## THE INPUT
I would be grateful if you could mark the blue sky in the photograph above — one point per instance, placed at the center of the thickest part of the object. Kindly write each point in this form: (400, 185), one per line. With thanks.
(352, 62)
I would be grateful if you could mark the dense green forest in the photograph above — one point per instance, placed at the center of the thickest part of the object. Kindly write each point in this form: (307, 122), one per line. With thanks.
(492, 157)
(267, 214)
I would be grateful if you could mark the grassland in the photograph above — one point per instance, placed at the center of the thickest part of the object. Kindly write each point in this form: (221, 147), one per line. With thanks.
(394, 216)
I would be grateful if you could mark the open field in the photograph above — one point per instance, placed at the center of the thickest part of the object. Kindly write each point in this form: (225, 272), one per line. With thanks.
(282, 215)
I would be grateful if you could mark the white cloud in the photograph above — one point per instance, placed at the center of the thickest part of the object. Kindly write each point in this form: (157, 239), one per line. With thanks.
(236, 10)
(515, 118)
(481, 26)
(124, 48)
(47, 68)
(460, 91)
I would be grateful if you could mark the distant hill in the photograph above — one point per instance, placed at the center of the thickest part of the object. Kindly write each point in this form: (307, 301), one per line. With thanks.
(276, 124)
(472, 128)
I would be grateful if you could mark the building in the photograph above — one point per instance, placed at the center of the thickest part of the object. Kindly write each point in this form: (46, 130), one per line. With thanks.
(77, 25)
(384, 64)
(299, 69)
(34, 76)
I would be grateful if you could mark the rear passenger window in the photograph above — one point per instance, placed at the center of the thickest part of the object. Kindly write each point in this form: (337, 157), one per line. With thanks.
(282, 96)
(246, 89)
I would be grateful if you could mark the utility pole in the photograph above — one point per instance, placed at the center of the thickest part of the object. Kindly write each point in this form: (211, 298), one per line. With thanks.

## DIRECTIONS
Rewrite the material from the line that contains "I would be grateful if you could mark the rear" through the end of the material, changing "utility pole" to "street lamp" and keeping everything else the same.

## EXPECTED OUTPUT
I would be grateful if you could mark the rear passenger window in the photograph above — one point per instance, placed at the center of the thickest part of the object. Kindly write each point in this form: (337, 157), one per line. With thanks.
(282, 96)
(246, 89)
I would be grateful if you could mark the street lamp in the photograph above — one point per instance, placed at the center of the thickest part of the object. Kindly write each point in this form: (211, 298), one per line. With thanks.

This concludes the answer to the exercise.